■ Supplied material
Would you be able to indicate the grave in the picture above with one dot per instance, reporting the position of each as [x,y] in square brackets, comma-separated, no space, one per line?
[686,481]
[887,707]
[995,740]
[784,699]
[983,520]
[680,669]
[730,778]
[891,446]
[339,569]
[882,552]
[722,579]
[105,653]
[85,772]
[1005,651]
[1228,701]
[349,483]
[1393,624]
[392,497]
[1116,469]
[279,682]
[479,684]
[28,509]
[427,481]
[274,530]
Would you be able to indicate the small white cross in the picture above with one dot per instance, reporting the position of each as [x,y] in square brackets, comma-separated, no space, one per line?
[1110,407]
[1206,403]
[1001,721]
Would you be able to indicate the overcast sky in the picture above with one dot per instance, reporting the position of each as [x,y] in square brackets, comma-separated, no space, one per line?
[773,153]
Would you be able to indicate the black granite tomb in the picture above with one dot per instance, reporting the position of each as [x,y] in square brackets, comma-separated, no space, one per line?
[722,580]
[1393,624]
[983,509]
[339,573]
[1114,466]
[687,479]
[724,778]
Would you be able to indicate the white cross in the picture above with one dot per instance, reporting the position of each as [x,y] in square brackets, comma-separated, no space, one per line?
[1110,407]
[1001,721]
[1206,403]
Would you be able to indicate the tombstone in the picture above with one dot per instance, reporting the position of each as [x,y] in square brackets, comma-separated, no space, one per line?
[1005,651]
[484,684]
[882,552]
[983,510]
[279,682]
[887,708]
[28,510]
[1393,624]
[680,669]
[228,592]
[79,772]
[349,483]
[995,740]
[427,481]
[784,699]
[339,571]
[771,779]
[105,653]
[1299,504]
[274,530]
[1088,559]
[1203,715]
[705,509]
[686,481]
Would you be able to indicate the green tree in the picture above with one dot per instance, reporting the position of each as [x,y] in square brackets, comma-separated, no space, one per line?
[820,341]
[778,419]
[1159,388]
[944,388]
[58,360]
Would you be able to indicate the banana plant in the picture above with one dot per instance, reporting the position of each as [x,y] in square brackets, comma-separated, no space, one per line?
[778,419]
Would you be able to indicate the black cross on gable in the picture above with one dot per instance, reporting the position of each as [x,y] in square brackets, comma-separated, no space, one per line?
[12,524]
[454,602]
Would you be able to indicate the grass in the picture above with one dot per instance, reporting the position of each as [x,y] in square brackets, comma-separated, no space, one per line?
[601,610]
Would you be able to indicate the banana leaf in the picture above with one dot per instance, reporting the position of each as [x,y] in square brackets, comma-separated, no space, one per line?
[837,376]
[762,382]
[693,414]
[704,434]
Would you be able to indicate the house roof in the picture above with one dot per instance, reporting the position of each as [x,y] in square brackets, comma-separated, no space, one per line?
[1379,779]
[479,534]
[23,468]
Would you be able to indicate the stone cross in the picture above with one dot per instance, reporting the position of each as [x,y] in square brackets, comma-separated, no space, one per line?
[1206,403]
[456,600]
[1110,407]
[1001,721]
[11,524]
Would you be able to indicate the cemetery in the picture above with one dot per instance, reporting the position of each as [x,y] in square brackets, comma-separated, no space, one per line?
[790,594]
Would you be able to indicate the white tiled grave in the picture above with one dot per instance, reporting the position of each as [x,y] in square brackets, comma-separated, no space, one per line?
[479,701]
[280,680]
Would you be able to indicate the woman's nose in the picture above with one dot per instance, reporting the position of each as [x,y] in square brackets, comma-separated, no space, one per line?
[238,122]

■ Work request
Retype every line of the listing exactly as it appears.

■ Written solution
Would you be able to indicate the grave in the picture above with one dot per instance, reporting the position of each as [x,y] in square brackets, comma-separated, no space, one per line?
[686,481]
[887,707]
[995,740]
[784,699]
[983,520]
[680,669]
[730,778]
[891,446]
[339,569]
[882,552]
[722,579]
[105,653]
[85,772]
[1005,651]
[1228,701]
[349,483]
[1393,624]
[392,497]
[1116,469]
[279,682]
[479,684]
[28,509]
[427,481]
[274,530]
Would you be able to indicate the small white cross in the picture above with one dot per instance, reporting the position of each as [x,y] in square brackets, comma-separated, no space, one per line?
[1110,407]
[1206,403]
[1001,721]
Would you be able to indicate the overcast sky in the picture above with one dot per instance, reporting the position of each as [x,y] in square brackets, comma-separated, no space, one per line?
[773,153]
Would you be able to indicate the black granite tomb in the picture above with one dot per instance, reporting the position of each as [x,y] in square brackets, comma-separated, no space, one per line?
[722,580]
[1393,624]
[983,509]
[339,573]
[1114,466]
[687,479]
[724,778]
Would you be able to indicate the white cross in the picture above with one dot per instance, reporting the position of each as [x,y] in square brackets, comma-separated, no space, one per line?
[1110,407]
[1001,721]
[1206,403]
Would you be able to indicate the tombstone in the picture above with one dot per instance, reporting the position of each as [x,y] in square brackets, comma-separated, no space, one per line?
[1005,651]
[484,684]
[882,552]
[983,510]
[279,682]
[887,708]
[28,510]
[1393,624]
[680,669]
[228,592]
[79,772]
[349,483]
[995,740]
[427,481]
[784,699]
[339,571]
[771,779]
[105,653]
[1299,504]
[274,530]
[1088,559]
[1203,715]
[705,509]
[686,481]
Would you be able to indicate the green tree in the picture above with one dot per instance, reporting the position of each as [x,y] in square brackets, comma-separated, no space, one per line?
[820,341]
[778,419]
[1159,388]
[944,388]
[58,360]
Would you be able to indicate the banana plant in the picture above with one dot per instance, reporting the position of each as [x,y] in square brackets, comma-separated, no space, one per line?
[778,419]
Would you be able to indicate the black cross on gable in the picture above with one dot per instance, reporting the position of each as [x,y] in square brackets, comma-separated, no space, one per line?
[12,524]
[454,602]
Would you be able to indicate the grass in the picture above with one dot per instance, reporting the position of each as [x,y] in square brackets, comma-separated, no space, one per line?
[601,610]
Would you be able to indicate the banana leaf in the picture above with one dot per instance, reporting the position of each as [x,y] in square brackets, comma-separated, no space, one per line?
[837,376]
[762,382]
[693,414]
[704,434]
Would you be able to indicate the house roof in the picture above with one dot per instance, reporting the position of each as [x,y] in square brackets, comma-separated, no space, one per line?
[1379,779]
[479,534]
[23,468]
Would you be able to indicate the stone cross in the picture above with one dot per instance, reporting the position of each as [x,y] in square brackets, comma-separated, no space, one per line?
[1206,403]
[456,600]
[1110,407]
[1001,721]
[11,524]
Would you be able to indicate the cemetery in the picture above with one dot per instance, reporting the position of each as [x,y] in square brackets, comma-separated, no space, one per line?
[790,594]
Would you be able to indicate the white tiled grave in the picture above with one dot per instance, reporting the position of each as [x,y] in square brackets, comma-separated, no space, one per line?
[479,701]
[280,680]
Would you be able to indicate the woman's nose in the picture above with one dot per instance, reporting the position of each as [x,y] in square brackets, comma-separated, no space, one per line?
[238,122]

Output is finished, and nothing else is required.